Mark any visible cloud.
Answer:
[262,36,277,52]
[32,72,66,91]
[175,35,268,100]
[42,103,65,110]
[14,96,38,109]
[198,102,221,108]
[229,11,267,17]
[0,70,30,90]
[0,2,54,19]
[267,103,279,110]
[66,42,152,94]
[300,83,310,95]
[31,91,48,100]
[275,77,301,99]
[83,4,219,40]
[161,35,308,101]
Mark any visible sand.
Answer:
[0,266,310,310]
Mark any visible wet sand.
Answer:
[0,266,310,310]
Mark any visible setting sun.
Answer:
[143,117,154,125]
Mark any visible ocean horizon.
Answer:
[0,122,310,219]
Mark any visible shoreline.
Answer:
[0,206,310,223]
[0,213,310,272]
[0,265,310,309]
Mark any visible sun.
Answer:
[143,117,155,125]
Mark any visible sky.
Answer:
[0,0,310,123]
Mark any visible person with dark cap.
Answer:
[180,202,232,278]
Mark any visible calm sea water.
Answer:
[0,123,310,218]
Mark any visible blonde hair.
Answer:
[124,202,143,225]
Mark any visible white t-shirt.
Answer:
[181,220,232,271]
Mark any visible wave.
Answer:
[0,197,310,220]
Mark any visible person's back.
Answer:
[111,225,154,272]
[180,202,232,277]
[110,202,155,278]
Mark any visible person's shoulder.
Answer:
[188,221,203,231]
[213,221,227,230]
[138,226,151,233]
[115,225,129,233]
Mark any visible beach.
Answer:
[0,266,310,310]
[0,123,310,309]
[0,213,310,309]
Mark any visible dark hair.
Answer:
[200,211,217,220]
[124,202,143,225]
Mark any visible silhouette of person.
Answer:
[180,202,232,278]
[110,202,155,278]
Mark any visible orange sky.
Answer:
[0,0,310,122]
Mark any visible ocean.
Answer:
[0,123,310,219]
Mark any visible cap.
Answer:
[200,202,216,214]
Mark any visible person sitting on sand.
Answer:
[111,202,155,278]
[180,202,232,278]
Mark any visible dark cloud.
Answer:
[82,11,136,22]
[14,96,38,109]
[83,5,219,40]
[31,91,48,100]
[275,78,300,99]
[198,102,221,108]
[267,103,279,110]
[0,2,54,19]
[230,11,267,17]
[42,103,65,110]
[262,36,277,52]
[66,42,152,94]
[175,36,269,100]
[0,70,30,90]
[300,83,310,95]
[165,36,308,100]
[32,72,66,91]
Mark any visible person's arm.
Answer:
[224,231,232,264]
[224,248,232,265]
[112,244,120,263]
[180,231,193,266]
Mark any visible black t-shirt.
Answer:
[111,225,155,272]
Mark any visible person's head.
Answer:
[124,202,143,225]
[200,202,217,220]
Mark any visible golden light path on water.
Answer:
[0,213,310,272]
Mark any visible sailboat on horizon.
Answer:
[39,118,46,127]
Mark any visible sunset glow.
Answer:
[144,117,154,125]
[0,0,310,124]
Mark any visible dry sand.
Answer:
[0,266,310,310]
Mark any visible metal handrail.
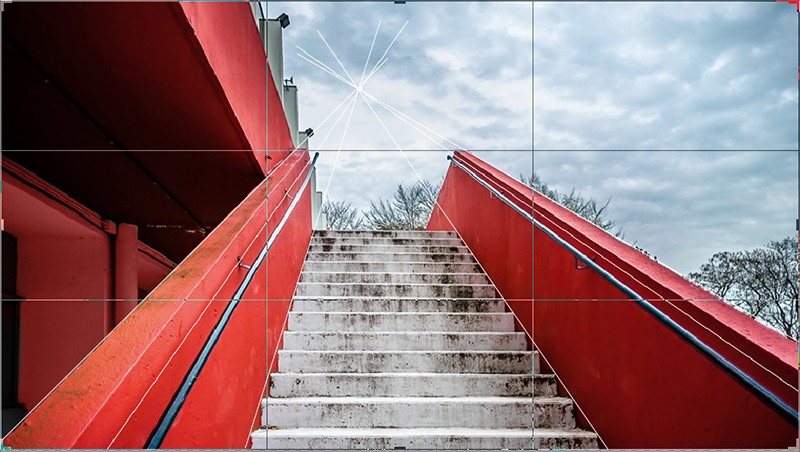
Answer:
[145,152,319,449]
[447,155,798,425]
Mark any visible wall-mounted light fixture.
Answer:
[278,13,289,28]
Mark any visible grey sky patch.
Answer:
[534,151,798,274]
[269,2,798,273]
[533,2,798,150]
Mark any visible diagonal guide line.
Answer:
[362,92,466,149]
[295,46,344,86]
[314,91,358,228]
[297,53,355,88]
[317,30,356,85]
[370,21,408,81]
[358,20,381,86]
[361,58,389,88]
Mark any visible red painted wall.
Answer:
[179,2,268,168]
[3,161,170,409]
[428,154,533,345]
[429,153,798,448]
[267,67,294,171]
[6,153,311,448]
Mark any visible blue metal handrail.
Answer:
[447,155,798,425]
[145,152,319,449]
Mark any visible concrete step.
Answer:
[251,427,539,450]
[311,237,465,246]
[295,282,497,298]
[303,260,482,273]
[533,397,575,429]
[270,372,556,397]
[261,397,538,429]
[278,350,538,374]
[308,243,469,254]
[283,331,528,352]
[300,271,489,284]
[312,231,458,239]
[306,252,475,263]
[533,427,600,449]
[288,312,514,333]
[292,297,506,312]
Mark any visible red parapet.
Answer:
[428,152,798,448]
[3,152,311,448]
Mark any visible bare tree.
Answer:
[689,236,800,340]
[322,201,364,231]
[364,181,441,230]
[522,172,625,238]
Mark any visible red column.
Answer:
[114,223,139,325]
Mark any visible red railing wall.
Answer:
[429,153,798,448]
[4,153,311,448]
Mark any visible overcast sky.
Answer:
[268,2,798,273]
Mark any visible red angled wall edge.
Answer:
[428,152,798,448]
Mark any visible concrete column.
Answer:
[114,223,139,325]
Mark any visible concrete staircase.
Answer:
[252,231,597,449]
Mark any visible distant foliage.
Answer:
[364,181,441,230]
[689,236,800,340]
[522,172,625,238]
[322,180,441,231]
[322,201,364,231]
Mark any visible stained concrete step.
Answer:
[303,260,482,273]
[311,237,465,246]
[533,427,600,449]
[270,372,556,397]
[252,427,539,450]
[300,271,489,284]
[288,312,514,333]
[306,252,475,263]
[278,350,539,374]
[312,231,458,239]
[533,397,575,429]
[295,282,497,298]
[308,243,469,254]
[261,397,538,429]
[292,297,506,313]
[283,331,528,352]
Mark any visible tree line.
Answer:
[322,173,800,340]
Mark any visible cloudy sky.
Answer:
[268,2,798,273]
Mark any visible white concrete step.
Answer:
[300,271,489,284]
[270,372,556,397]
[292,297,506,313]
[306,252,475,263]
[295,282,497,298]
[308,243,469,254]
[278,350,538,374]
[533,397,575,429]
[283,331,528,352]
[303,260,481,273]
[252,427,538,450]
[287,312,514,332]
[262,397,538,429]
[311,237,465,246]
[252,427,599,450]
[533,427,600,450]
[312,231,458,239]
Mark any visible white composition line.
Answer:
[317,30,356,85]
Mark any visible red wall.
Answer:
[3,165,170,409]
[267,67,294,171]
[428,154,533,345]
[429,153,798,448]
[6,153,311,448]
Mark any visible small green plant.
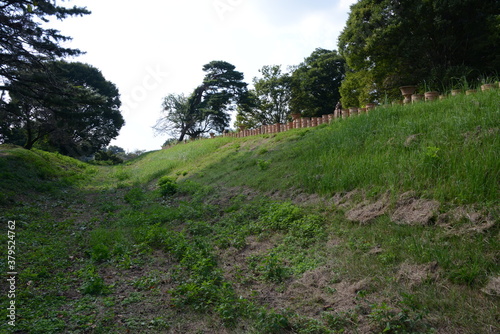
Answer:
[256,253,290,283]
[158,176,179,197]
[124,187,145,207]
[368,301,433,334]
[257,159,271,170]
[82,274,111,296]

▬▬▬▬▬▬▬▬▬▬

--- STATED GOAL ---
Pick out each line in the rows above that contains the string "sand", and copy those lines.

--- SOLVED EXERCISE ---
Mark any visible sand.
Mark any visible wet sand.
Mark any visible person sitting on sand.
Mark any visible dry sand.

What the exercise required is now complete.